### [Extract to read]
=== Begin Enclosure ===

Please Look After Mom by Kyung-sook Shin

Came across this one when looking at the APL website’s recommendations for audiobooks; noted it would fill my desire to read more diversely this year. The author and the characters are not only not white, they aren’t even from the U.S. They are from South Korea; the book is translated from Korean. One thing that struck me was how much bigger South Korea seems as a country when hearing about it through the words of someone who actually lives there. It seems so tiny on a map (especially for someone from Texas). But this family makes it seem so much bigger.

The story is told in about 5 big chunks – we get the perspectives of oldest daughter, oldest son, father/husband, and mom, and then the epilogue – honestly I was kind of confused, might have gone back to oldest daughter, or it may have been youngest daughter. Interestingly, the story is told mostly in second person, which I don’t recall ever reading before. I think Mom’s section is first person, but the others are second (which is part of why the epilogue threw me a little). You’re getting a specific character’s specific, but they narrate it as “you did this” and “you said that.” It creates a real personal effect. When that character feels guilty, YOU kind of feel guilty! When they feel relieved, YOU feel relieved!

=== End Enclosure ===

### [Information]
=== Begin Enclosure ===

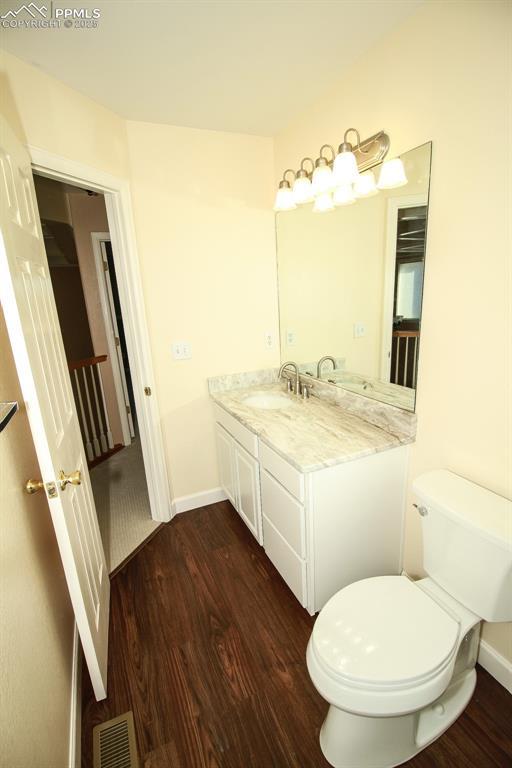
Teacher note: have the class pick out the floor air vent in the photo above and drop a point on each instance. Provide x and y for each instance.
(114, 743)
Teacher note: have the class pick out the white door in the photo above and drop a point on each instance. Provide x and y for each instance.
(249, 504)
(29, 306)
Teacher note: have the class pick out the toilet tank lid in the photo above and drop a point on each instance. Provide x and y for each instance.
(471, 505)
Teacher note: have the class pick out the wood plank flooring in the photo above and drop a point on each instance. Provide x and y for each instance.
(207, 647)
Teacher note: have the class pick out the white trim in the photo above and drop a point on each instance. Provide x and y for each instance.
(196, 500)
(122, 234)
(97, 238)
(394, 205)
(75, 714)
(495, 664)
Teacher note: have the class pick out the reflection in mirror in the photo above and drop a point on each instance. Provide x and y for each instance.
(351, 286)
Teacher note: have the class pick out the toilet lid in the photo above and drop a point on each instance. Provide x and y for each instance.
(384, 631)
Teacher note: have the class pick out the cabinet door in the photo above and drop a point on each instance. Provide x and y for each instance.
(226, 459)
(249, 504)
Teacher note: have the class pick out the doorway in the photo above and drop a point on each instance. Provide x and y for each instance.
(81, 264)
(403, 289)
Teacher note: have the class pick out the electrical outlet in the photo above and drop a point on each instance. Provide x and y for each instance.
(290, 338)
(181, 350)
(269, 340)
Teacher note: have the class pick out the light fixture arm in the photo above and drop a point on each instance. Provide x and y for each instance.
(327, 146)
(346, 146)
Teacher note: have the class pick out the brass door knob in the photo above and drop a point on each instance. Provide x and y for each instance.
(33, 486)
(74, 478)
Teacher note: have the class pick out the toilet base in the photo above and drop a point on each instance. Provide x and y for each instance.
(355, 741)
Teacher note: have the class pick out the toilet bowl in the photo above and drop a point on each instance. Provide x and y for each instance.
(395, 659)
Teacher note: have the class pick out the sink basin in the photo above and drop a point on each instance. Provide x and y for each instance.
(269, 401)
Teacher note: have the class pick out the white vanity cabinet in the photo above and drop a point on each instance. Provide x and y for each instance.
(323, 529)
(240, 477)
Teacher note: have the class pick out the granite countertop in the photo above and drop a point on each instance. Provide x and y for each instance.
(311, 434)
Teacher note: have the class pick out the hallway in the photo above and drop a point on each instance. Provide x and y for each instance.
(122, 503)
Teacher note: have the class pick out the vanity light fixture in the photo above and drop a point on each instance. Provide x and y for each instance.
(322, 175)
(302, 187)
(323, 203)
(392, 174)
(284, 198)
(339, 179)
(365, 185)
(345, 168)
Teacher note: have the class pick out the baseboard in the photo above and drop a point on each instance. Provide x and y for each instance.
(185, 503)
(75, 715)
(496, 665)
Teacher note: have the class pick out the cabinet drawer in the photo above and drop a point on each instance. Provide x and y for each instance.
(287, 475)
(284, 512)
(291, 567)
(244, 436)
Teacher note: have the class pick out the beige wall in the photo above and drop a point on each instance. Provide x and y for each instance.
(60, 120)
(36, 635)
(205, 230)
(88, 214)
(445, 76)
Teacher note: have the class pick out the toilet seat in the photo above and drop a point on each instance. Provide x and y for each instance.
(382, 646)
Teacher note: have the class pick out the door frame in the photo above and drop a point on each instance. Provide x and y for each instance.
(98, 238)
(394, 205)
(117, 197)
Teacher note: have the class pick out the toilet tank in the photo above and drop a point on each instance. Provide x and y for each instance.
(467, 542)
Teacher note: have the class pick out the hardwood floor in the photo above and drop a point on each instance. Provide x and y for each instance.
(207, 647)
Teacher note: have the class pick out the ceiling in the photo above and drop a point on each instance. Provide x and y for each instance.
(248, 66)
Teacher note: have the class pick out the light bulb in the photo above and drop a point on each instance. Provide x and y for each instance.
(322, 178)
(365, 185)
(345, 168)
(284, 198)
(302, 190)
(343, 195)
(323, 203)
(392, 174)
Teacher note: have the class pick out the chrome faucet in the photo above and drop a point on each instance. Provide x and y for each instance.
(321, 362)
(290, 364)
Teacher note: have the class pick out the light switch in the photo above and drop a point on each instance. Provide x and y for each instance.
(181, 350)
(269, 339)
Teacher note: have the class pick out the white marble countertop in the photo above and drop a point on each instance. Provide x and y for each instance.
(311, 434)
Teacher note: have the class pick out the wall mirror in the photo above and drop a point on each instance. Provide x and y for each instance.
(351, 286)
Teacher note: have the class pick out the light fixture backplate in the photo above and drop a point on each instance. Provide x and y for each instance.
(374, 151)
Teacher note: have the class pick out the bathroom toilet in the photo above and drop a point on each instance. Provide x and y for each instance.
(394, 658)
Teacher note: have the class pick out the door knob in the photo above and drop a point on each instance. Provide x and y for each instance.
(33, 486)
(74, 478)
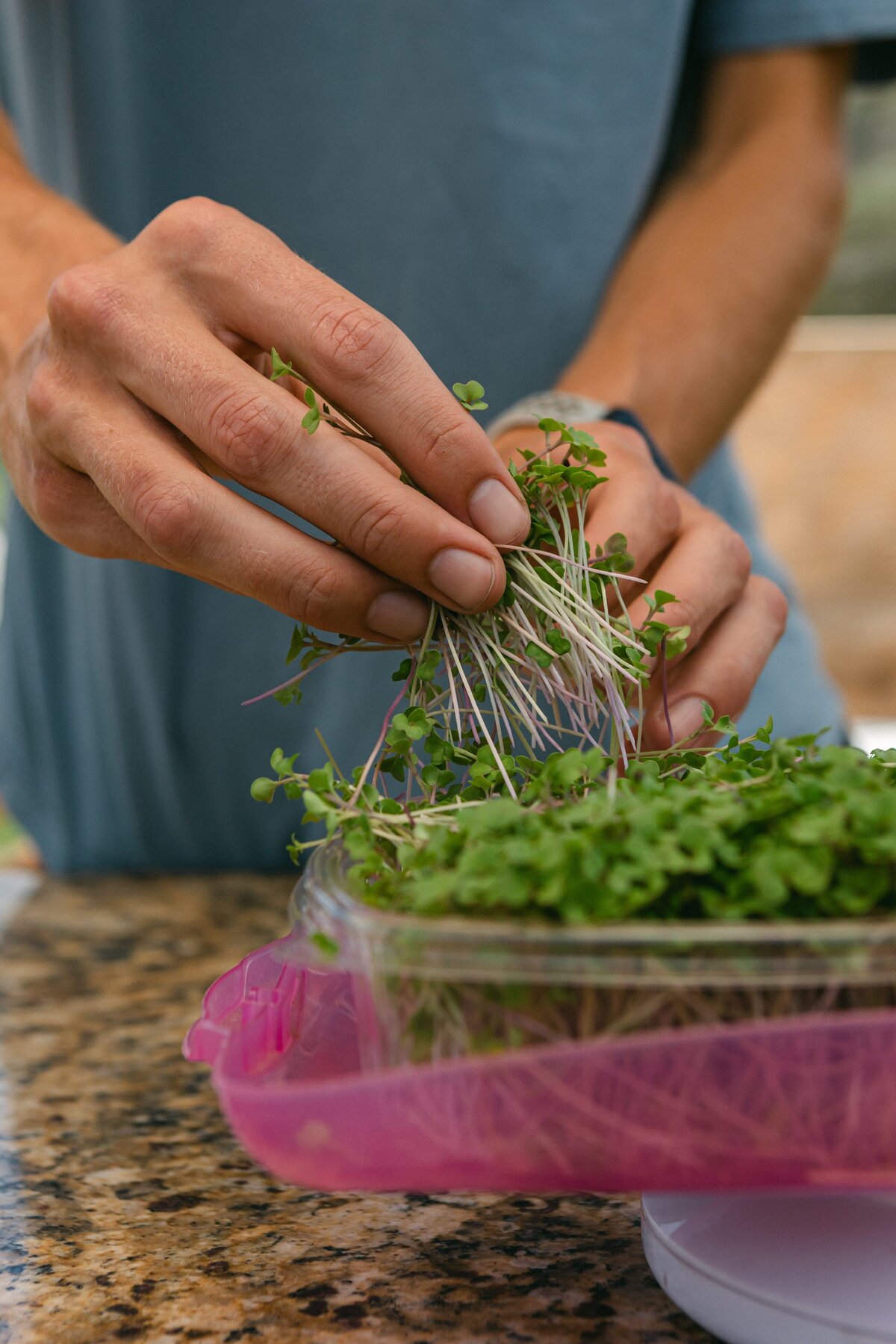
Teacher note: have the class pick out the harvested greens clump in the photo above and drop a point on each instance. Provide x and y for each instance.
(508, 777)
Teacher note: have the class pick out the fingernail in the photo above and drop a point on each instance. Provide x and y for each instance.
(685, 718)
(465, 577)
(499, 514)
(401, 616)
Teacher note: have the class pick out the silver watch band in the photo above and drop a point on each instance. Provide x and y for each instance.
(564, 406)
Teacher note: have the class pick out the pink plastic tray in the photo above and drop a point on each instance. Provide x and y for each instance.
(806, 1101)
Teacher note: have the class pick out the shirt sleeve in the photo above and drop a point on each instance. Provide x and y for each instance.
(729, 26)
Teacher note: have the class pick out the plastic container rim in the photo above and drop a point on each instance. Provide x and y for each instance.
(327, 866)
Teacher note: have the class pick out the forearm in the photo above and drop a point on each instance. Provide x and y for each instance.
(727, 260)
(40, 235)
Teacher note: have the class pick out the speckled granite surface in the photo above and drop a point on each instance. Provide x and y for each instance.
(128, 1213)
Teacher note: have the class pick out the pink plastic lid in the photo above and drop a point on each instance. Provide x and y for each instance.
(801, 1102)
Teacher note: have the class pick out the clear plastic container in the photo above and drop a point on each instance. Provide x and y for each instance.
(645, 1057)
(445, 988)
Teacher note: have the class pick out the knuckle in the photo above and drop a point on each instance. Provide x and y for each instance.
(444, 445)
(52, 497)
(187, 223)
(311, 594)
(774, 601)
(373, 531)
(43, 396)
(85, 299)
(167, 515)
(245, 433)
(739, 557)
(352, 339)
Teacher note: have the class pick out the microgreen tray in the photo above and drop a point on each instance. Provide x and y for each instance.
(667, 1058)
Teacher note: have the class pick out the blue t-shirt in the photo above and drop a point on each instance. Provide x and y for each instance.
(472, 169)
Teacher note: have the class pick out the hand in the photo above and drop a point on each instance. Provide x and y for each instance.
(146, 383)
(735, 617)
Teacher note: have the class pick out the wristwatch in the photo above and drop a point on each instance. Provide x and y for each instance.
(574, 410)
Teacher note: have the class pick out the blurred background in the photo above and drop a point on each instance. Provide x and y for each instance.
(818, 444)
(818, 440)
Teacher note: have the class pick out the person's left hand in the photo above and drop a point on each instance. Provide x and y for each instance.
(735, 617)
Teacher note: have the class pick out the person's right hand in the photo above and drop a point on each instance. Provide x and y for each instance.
(146, 382)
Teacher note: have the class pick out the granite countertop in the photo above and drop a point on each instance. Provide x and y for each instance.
(128, 1213)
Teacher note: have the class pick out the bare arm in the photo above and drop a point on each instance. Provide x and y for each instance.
(40, 234)
(143, 381)
(729, 257)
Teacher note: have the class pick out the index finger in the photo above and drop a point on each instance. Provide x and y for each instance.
(356, 356)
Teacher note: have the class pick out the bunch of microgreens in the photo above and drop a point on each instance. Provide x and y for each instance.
(508, 774)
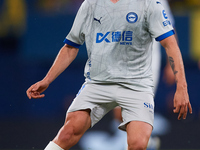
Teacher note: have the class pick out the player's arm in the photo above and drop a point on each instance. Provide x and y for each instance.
(64, 58)
(181, 98)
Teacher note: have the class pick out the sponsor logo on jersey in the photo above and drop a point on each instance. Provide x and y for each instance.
(123, 37)
(98, 20)
(131, 17)
(164, 14)
(166, 22)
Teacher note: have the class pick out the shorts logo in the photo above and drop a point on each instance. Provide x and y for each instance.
(131, 17)
(148, 105)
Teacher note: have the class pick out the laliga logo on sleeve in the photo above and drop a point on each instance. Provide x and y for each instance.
(131, 17)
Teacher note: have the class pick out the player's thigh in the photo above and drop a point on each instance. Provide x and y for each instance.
(80, 120)
(138, 133)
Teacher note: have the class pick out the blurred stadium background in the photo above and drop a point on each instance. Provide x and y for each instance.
(31, 34)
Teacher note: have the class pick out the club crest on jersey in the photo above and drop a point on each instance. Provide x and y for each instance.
(131, 17)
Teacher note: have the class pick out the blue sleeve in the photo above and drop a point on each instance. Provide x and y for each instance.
(162, 37)
(66, 41)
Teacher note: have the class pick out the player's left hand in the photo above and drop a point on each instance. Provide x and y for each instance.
(182, 103)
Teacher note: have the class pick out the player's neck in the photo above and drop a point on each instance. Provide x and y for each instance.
(114, 1)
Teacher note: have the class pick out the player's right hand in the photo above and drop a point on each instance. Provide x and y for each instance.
(36, 89)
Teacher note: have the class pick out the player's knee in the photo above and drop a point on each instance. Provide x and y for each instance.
(67, 136)
(137, 144)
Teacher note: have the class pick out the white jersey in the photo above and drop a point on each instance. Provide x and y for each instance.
(119, 38)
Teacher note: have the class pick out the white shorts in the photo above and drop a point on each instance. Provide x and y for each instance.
(101, 98)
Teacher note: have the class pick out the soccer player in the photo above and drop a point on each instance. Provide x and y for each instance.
(118, 36)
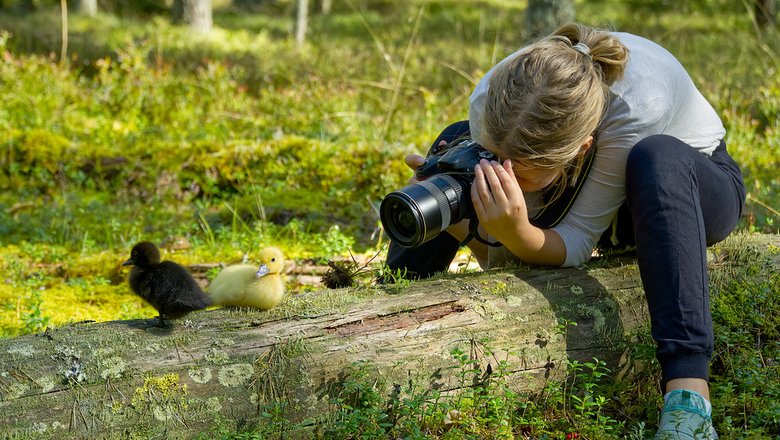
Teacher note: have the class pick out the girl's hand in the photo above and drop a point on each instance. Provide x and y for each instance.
(498, 201)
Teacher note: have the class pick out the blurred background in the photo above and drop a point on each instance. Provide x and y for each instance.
(215, 128)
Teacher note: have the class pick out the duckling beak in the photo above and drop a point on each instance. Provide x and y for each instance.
(262, 270)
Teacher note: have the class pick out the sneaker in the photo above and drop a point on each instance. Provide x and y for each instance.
(685, 416)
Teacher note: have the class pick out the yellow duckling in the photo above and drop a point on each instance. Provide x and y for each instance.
(244, 285)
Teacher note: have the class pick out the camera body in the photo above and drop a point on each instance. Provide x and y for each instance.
(420, 211)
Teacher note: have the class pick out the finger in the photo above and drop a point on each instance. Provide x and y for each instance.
(476, 200)
(508, 180)
(494, 181)
(481, 186)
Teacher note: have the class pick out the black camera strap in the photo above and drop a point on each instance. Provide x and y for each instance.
(552, 213)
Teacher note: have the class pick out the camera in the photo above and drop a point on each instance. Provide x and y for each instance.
(420, 211)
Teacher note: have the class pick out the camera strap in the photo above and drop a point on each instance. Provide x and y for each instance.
(553, 213)
(474, 233)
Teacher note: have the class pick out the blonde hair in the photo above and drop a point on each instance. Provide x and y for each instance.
(542, 105)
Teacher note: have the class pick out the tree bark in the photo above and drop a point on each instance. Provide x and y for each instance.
(222, 366)
(765, 12)
(544, 16)
(195, 13)
(301, 22)
(87, 7)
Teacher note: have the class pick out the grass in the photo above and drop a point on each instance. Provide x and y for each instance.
(242, 140)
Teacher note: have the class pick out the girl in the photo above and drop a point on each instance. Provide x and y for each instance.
(613, 122)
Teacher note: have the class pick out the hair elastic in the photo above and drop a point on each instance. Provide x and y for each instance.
(582, 48)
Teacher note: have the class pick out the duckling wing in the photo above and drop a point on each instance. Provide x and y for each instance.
(266, 292)
(227, 289)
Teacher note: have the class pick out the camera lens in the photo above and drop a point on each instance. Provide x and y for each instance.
(402, 217)
(420, 211)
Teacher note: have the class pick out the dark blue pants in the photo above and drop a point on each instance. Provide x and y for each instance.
(679, 201)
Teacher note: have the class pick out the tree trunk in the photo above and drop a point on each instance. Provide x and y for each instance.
(223, 367)
(195, 13)
(87, 7)
(301, 22)
(765, 12)
(544, 16)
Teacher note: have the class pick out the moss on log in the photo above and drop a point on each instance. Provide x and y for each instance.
(222, 367)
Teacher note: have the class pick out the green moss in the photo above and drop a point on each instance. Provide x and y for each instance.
(235, 375)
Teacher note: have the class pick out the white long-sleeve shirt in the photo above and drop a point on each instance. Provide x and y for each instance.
(655, 96)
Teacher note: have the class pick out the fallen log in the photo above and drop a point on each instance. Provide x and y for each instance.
(130, 379)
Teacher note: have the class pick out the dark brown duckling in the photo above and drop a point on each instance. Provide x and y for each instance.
(166, 286)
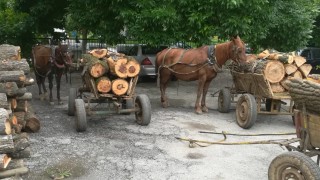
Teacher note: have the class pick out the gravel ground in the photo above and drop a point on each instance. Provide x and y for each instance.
(115, 147)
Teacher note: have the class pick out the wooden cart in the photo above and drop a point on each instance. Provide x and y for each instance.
(87, 100)
(298, 164)
(254, 91)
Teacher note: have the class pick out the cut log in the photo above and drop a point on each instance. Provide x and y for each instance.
(4, 101)
(12, 76)
(133, 67)
(305, 69)
(4, 161)
(14, 172)
(103, 84)
(99, 53)
(273, 70)
(299, 60)
(32, 122)
(6, 144)
(290, 68)
(10, 52)
(119, 86)
(277, 87)
(10, 88)
(22, 65)
(118, 67)
(5, 127)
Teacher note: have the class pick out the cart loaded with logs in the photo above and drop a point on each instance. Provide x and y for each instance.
(260, 84)
(298, 164)
(109, 82)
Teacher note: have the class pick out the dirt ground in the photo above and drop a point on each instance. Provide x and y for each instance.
(115, 147)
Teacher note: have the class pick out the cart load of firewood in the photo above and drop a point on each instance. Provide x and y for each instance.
(305, 92)
(276, 66)
(111, 71)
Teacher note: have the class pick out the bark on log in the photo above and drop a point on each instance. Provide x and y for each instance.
(290, 68)
(22, 65)
(99, 53)
(133, 67)
(4, 161)
(10, 52)
(5, 127)
(14, 172)
(119, 86)
(305, 69)
(4, 101)
(103, 84)
(118, 67)
(6, 144)
(10, 88)
(299, 60)
(12, 76)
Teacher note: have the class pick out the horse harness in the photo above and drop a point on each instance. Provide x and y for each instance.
(211, 61)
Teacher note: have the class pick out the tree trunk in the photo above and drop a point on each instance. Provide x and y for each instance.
(10, 52)
(133, 67)
(12, 76)
(15, 66)
(119, 86)
(118, 67)
(103, 84)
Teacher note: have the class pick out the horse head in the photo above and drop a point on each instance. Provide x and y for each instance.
(238, 49)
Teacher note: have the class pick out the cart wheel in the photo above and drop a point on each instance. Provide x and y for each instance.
(293, 165)
(224, 100)
(143, 116)
(127, 104)
(246, 111)
(268, 105)
(72, 98)
(81, 118)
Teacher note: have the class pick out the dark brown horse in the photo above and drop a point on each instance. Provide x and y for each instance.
(49, 62)
(200, 64)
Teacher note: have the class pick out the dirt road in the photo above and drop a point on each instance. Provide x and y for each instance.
(115, 147)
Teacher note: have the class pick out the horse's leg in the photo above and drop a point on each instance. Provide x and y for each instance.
(58, 81)
(164, 79)
(204, 95)
(50, 78)
(201, 83)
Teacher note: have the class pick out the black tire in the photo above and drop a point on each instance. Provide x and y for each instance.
(293, 165)
(246, 111)
(71, 103)
(143, 117)
(224, 100)
(81, 118)
(268, 105)
(127, 104)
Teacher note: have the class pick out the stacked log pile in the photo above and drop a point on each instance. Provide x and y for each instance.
(277, 67)
(16, 114)
(112, 72)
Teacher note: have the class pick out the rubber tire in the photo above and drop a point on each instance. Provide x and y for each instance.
(224, 100)
(246, 111)
(295, 161)
(81, 118)
(71, 103)
(143, 117)
(268, 105)
(127, 104)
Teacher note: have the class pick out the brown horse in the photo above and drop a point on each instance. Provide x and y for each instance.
(49, 61)
(200, 64)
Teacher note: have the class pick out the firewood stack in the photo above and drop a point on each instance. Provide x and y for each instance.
(14, 111)
(112, 71)
(277, 67)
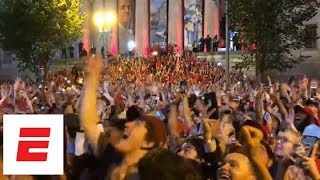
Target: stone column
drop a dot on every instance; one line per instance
(142, 27)
(211, 18)
(175, 25)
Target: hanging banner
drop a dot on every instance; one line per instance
(193, 22)
(158, 23)
(126, 25)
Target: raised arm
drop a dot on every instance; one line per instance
(187, 112)
(88, 109)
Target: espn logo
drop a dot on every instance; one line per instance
(23, 153)
(33, 144)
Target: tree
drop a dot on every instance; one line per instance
(271, 31)
(35, 29)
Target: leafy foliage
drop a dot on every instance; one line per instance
(34, 29)
(275, 27)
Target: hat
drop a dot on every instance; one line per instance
(198, 144)
(313, 114)
(156, 130)
(257, 126)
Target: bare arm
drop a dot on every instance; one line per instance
(187, 113)
(173, 126)
(88, 109)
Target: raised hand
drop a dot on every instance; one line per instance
(309, 163)
(4, 92)
(17, 84)
(94, 67)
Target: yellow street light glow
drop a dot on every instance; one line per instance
(98, 19)
(110, 18)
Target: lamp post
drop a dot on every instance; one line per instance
(104, 21)
(227, 45)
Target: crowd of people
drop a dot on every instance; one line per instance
(173, 117)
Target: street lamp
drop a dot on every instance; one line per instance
(227, 44)
(104, 21)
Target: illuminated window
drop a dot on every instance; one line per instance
(310, 40)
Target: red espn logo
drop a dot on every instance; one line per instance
(23, 153)
(33, 144)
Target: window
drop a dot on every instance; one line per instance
(310, 36)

=== End Enclosure ===

### [Problems and tasks]
a. According to the book review, from which language was the book translated?
b. Retype the part of the book review that opens with the words containing "The story is told in" and closes with "YOU feel relieved!".

### [Answers provided]
a. Korean.

b.
The story is told in about 5 big chunks – we get the perspectives of oldest daughter, oldest son, father/husband, and mom, and then the epilogue – honestly I was kind of confused, might have gone back to oldest daughter, or it may have been youngest daughter. Interestingly, the story is told mostly in second person, which I don’t recall ever reading before. I think Mom’s section is first person, but the others are second (which is part of why the epilogue threw me a little). You’re getting a specific character’s specific, but they narrate it as “you did this” and “you said that.” It creates a real personal effect. When that character feels guilty, YOU kind of feel guilty! When they feel relieved, YOU feel relieved!